(Excerpts of pointing data)
---*---

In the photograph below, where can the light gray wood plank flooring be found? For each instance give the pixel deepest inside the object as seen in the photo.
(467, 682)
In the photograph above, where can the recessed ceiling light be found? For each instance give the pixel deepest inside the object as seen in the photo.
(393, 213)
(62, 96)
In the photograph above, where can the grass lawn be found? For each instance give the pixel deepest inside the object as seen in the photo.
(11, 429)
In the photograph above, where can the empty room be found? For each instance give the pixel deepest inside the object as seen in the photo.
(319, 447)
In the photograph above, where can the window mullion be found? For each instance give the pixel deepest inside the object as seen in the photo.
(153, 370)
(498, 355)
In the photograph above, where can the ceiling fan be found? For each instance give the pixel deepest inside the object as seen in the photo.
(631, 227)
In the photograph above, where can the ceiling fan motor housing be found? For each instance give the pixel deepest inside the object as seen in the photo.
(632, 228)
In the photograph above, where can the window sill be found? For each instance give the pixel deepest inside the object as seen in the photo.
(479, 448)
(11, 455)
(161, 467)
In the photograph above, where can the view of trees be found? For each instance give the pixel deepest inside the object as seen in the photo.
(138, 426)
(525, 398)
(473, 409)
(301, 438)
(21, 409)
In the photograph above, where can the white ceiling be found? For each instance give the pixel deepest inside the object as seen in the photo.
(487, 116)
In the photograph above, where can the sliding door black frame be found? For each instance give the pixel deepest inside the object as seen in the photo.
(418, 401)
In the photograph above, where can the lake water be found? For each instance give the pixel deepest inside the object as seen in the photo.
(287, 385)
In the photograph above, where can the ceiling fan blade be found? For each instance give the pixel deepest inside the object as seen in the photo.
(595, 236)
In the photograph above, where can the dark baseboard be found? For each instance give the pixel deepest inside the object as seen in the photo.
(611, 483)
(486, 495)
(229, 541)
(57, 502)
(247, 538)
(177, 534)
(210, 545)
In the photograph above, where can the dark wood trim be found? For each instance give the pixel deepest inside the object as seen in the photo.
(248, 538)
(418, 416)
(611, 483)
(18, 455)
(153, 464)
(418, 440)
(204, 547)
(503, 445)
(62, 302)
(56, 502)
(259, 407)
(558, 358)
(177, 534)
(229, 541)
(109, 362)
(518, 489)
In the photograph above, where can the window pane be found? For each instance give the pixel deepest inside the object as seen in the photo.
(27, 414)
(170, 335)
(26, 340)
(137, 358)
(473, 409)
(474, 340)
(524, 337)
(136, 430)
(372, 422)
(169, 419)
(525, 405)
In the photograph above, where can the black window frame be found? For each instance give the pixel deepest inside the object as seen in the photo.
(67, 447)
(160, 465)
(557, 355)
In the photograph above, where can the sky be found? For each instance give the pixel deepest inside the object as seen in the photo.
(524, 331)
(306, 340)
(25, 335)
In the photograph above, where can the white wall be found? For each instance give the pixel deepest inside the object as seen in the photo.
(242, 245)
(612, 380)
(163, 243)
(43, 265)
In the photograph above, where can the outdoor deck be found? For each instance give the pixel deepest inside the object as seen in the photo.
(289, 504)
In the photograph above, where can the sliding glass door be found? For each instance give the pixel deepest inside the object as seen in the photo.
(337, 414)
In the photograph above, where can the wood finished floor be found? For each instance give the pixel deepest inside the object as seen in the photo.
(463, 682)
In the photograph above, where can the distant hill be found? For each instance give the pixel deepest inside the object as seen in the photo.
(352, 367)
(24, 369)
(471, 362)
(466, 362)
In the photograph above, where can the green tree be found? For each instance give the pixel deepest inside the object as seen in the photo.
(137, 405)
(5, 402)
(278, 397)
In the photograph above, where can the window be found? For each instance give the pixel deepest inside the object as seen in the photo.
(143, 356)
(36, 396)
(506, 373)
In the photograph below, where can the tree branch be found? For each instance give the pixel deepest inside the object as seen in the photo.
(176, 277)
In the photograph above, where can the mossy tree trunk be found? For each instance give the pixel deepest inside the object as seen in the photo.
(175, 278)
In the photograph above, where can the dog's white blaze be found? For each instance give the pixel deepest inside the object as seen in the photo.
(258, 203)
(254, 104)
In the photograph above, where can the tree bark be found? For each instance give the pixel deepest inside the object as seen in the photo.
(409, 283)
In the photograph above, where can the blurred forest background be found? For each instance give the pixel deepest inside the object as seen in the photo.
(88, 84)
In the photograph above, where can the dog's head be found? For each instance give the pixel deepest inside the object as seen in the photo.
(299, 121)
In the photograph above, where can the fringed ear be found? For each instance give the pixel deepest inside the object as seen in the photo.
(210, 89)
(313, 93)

---*---

WHAT THE TASK ASKS: Reproduce the listing above, swapping each occurrence of "deepest inside" for "most central within" and leaving every other part unchanged.

RESPONSE:
In the photograph below, where can the light gray wood plank flooring be found? For each instance give the pixel most central within the object as seen in the photo.
(467, 682)
In the photograph above, where can the recessed ceiling light be found? For each instance give the pixel most central within the object as seen in the photo.
(393, 213)
(62, 96)
In the photograph above, where can the grass lawn be found? For each instance give the pixel most central within the object as seen in the photo.
(11, 429)
In the photograph above, where can the empty room be found? For each instance give the pixel most central within the object as seen in the photo.
(319, 447)
In the photograph above, where can the window mullion be found? For each instance give the pixel most central within the object as seen in the photo.
(153, 370)
(498, 355)
In the photograph above, where can the ceiling fan be found? For each instance give the pixel most central within the object as seen in the photo.
(631, 227)
In the photograph above, where can the ceiling fan motor housing be found? For each instance give the pixel most central within the object as seen in the photo.
(632, 228)
In the photograph above, where can the window sill be found? For each instance give the pixel most central within the object as seen in the photo.
(479, 448)
(11, 455)
(161, 467)
In the photograph above, where can the view of trees be found? For each instance give the pixel most central within the object as seen in the photo.
(138, 426)
(525, 398)
(473, 409)
(301, 438)
(21, 409)
In the photograph above, where can the white ceiling be found? For each instance give the pixel most central within the object as seen in the photo.
(487, 116)
In the photograph above, where can the sliding door black frame be found? For each instance give the pixel most central within the object as seen in the photo.
(418, 401)
In the photograph above, where can the lake water be found? For each instance give the pixel most central within the object as seen in the photo.
(287, 385)
In the photograph above, where can the ceiling fan blade be found? For each instance give the pixel most central within the object as seen in the photo.
(595, 236)
In the photograph above, where can the dark baseboard be found? For each instance give the pixel most central within the object as seen in the photo.
(611, 483)
(486, 495)
(229, 541)
(57, 502)
(247, 538)
(177, 534)
(210, 545)
In the photograph above, where can the dark wood trim be found? For each instance give the pixel most central within the object as seen in the photo.
(248, 538)
(418, 416)
(611, 483)
(18, 455)
(153, 464)
(418, 440)
(204, 547)
(503, 445)
(62, 302)
(56, 502)
(259, 407)
(558, 358)
(177, 534)
(229, 541)
(109, 362)
(518, 489)
In the photograph above, where can the window pane be found? For each instance give the pixel most central within the object as seen in the photo.
(27, 414)
(170, 335)
(26, 340)
(137, 358)
(473, 409)
(474, 340)
(524, 337)
(136, 430)
(372, 422)
(169, 419)
(525, 405)
In the photograph above, where can the black window frame be found? For each instance give the pixel most central within the object as seen in the photo.
(67, 447)
(160, 465)
(557, 355)
In the photograph above, where can the sky be found? For each instance give the pixel most central within the object as seen in the photo.
(524, 331)
(306, 340)
(25, 335)
In the photograph above, where can the white wall be found? For each instance give the pixel most central within the object as seen in the photo.
(242, 245)
(612, 380)
(163, 243)
(43, 265)
In the photograph above, where can the outdoor deck be found? For each instance give the pixel most central within the object as seen in the photo.
(289, 504)
In the photograph above, where can the sliding glass door be found? For each instance give the pixel most central within the object as seen in the photo.
(337, 414)
In the photograph above, where can the wood finished floor be found? For each instance give the pixel most central within the object as seen in the photo.
(463, 682)
In the photograph above, where can the distant hill be found? For each instance give the pixel most central within the object as seen in the photo.
(352, 367)
(24, 369)
(471, 362)
(466, 362)
In the photograph above, where can the green tree be found? For each instance give the pixel most central within the object as seen in the photo.
(137, 405)
(5, 402)
(278, 397)
In the photograph above, where can the window be found? For each instance give the pixel most central within the object as seen in the photo.
(143, 356)
(36, 396)
(506, 373)
In the photograph below, where can the tree branch be found? For each instance give the pixel most central within the object as seen in the photo.
(176, 277)
In the photograph above, where can the mossy tree trunk be found? For each instance give the pixel most central within the object as seen in the photo.
(175, 278)
In the photograph above, where can the dog's white blaze be found? For each instance give the pixel most central within the object as seen in the photo.
(258, 203)
(254, 104)
In the photograph above, where can the tree bark be found? For each instance give the pixel most central within the object as seen in the photo.
(409, 283)
In the photograph above, where can the blurred forest background be found? For each instance give the pixel most central within the object as seen in the photo.
(88, 84)
In the photograph above, where can the dog's head be found? For each instance give the pixel most central within the object as seen in the photo.
(299, 121)
In the photograph above, where can the fringed ear be found? For each instance give the pixel most central within the object as seen in the photo.
(210, 89)
(313, 93)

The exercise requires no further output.